* **How to complete this task**:
All lines in the records that carry the string "shorts" are to be shown.

* **Supplied records**:

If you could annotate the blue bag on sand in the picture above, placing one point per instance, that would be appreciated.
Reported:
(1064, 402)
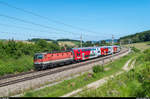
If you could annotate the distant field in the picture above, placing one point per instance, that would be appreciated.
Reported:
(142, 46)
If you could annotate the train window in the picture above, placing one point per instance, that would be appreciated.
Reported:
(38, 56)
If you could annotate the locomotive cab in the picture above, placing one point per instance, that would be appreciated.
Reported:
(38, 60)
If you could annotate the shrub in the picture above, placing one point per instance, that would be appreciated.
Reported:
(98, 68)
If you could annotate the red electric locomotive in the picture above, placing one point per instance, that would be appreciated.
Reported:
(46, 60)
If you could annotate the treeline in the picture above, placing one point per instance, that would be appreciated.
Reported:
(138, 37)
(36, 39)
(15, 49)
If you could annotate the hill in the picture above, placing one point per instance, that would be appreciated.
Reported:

...

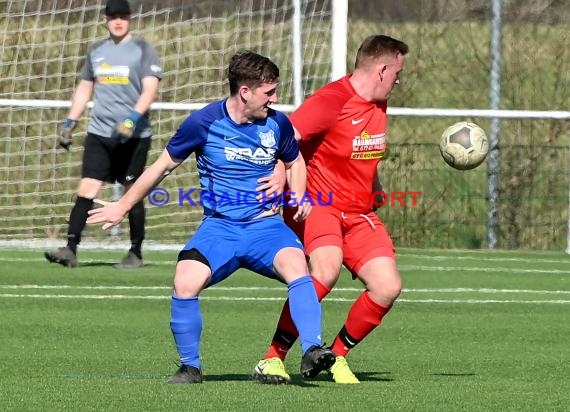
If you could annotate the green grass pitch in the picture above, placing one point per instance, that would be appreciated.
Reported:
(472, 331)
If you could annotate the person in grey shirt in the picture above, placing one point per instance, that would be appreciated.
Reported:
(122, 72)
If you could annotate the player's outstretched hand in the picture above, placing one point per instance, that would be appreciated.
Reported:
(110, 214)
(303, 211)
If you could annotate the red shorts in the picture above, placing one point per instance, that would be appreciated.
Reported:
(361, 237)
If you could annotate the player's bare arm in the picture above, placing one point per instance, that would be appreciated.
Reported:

--

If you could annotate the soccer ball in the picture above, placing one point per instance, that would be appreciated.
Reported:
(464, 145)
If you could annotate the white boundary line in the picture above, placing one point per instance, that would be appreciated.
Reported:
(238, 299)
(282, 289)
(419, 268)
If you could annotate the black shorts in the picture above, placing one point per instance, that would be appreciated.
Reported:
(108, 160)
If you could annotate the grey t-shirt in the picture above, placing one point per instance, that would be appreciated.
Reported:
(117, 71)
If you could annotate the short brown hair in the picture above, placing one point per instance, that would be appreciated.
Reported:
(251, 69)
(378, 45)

* **Answer space**:
If you could annotate the red shorts in the picture above, placing one point per instance, that would be appreciated.
If you could annotate the black shorts in the picture above, placing one point per instance, that would be appreciated.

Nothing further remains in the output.